### The request
Set down, without alteration, the lines from the one that contains "For every instance of the sandy" through the final line of the material below.
○ ○ ○ ○
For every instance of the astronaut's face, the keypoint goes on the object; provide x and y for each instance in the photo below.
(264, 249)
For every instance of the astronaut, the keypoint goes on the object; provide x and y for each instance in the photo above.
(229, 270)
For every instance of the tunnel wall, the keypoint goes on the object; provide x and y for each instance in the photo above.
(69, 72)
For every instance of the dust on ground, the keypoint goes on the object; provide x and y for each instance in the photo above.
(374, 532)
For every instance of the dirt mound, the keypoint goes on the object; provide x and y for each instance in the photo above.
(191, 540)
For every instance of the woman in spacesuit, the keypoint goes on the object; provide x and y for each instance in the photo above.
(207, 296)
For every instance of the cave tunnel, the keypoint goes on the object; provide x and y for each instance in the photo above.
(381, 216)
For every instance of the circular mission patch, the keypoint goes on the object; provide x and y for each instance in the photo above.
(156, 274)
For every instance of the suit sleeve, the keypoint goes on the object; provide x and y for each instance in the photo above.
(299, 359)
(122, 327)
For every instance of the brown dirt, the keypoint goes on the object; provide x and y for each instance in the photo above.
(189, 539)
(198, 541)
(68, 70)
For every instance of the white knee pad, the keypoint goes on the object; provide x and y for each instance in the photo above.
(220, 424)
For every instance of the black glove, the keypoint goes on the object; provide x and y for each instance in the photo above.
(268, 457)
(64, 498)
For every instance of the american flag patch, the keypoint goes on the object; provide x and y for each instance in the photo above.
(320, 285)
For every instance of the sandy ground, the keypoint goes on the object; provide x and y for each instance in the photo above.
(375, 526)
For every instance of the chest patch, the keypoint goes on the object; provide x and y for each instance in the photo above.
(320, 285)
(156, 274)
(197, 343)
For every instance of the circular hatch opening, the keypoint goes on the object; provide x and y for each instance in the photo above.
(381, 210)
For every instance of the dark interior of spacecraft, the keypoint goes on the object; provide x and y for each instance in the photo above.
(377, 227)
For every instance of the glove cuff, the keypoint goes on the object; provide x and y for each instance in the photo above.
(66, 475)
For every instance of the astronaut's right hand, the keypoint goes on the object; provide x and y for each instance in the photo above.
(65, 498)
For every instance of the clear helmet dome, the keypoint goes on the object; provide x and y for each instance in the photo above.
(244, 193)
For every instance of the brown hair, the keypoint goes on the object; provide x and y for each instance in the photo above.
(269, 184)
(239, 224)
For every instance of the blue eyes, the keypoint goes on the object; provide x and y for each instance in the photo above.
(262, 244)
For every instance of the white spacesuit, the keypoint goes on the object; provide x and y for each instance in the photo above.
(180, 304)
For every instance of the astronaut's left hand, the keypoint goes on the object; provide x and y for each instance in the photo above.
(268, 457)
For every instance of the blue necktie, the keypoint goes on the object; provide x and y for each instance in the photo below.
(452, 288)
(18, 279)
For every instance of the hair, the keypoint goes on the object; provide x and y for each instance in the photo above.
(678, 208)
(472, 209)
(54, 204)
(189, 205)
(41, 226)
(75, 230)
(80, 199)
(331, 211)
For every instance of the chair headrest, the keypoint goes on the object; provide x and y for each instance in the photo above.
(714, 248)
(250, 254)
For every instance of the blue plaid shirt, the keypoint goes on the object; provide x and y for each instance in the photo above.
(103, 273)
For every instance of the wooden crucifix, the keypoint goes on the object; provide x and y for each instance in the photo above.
○ ○ ○ ○
### Reply
For every instance of the sandy ground, the keypoint goes on the object; provide x and y for each instance in the photo above.
(375, 526)
For every instance of the chest patch, the keypoint goes on the object; provide x and y for each instance in the photo above.
(320, 285)
(156, 274)
(197, 343)
For every instance of the circular hatch opening, the keypoint goes on the object; provide x and y for each instance in the photo above.
(381, 210)
For every instance of the dark interior of spacecraft, the keypoint goes on the object; provide x and y for each instance in the photo above.
(377, 227)
For every instance of the glove cuff, the keypoint goes on the object; provide x and y for each instance in the photo above.
(66, 475)
For every instance of the astronaut's right hand, the keypoint goes on the object; provide x and y for each instance in the photo above.
(65, 498)
For every instance of the clear helmet dome, the keypoint goes on the object; provide x and y for each instance in the photo above.
(244, 193)
For every instance of the brown hair, the keypoint goes on the object; provide x and y for each instance in the photo above.
(269, 184)
(239, 224)
For every instance of the blue eyes, the keypoint goes on the object; provide x and y for each instance in the photo above.
(262, 244)
For every instance of the white spacesuit, the keypoint goes on the object; provide x and y for each instance in the photo above.
(180, 304)
For every instance of the astronaut's left hand, the keypoint goes on the object; provide x and y for each instance in the photo above.
(268, 457)
For every instance of the blue necktie, the keypoint goes on the object; provide x and y for each instance in the photo below.
(452, 288)
(18, 279)
For every instance of the hair, the keypoint goes on the object; provide x and y for each instance in the photo above.
(678, 208)
(472, 209)
(54, 204)
(189, 205)
(41, 226)
(75, 230)
(80, 199)
(331, 211)
For every instance of the chair headrest, the keypoint goes on the object; provide x and y for each instance in the photo above.
(714, 248)
(250, 254)
For every instance of the blue plaid shirt, the keypoint goes on the object; provide x and y for each instance in the photo above.
(103, 273)
For every instance of the wooden crucifix, the keypoint goes on the object; provide x and y for each instance in the photo above.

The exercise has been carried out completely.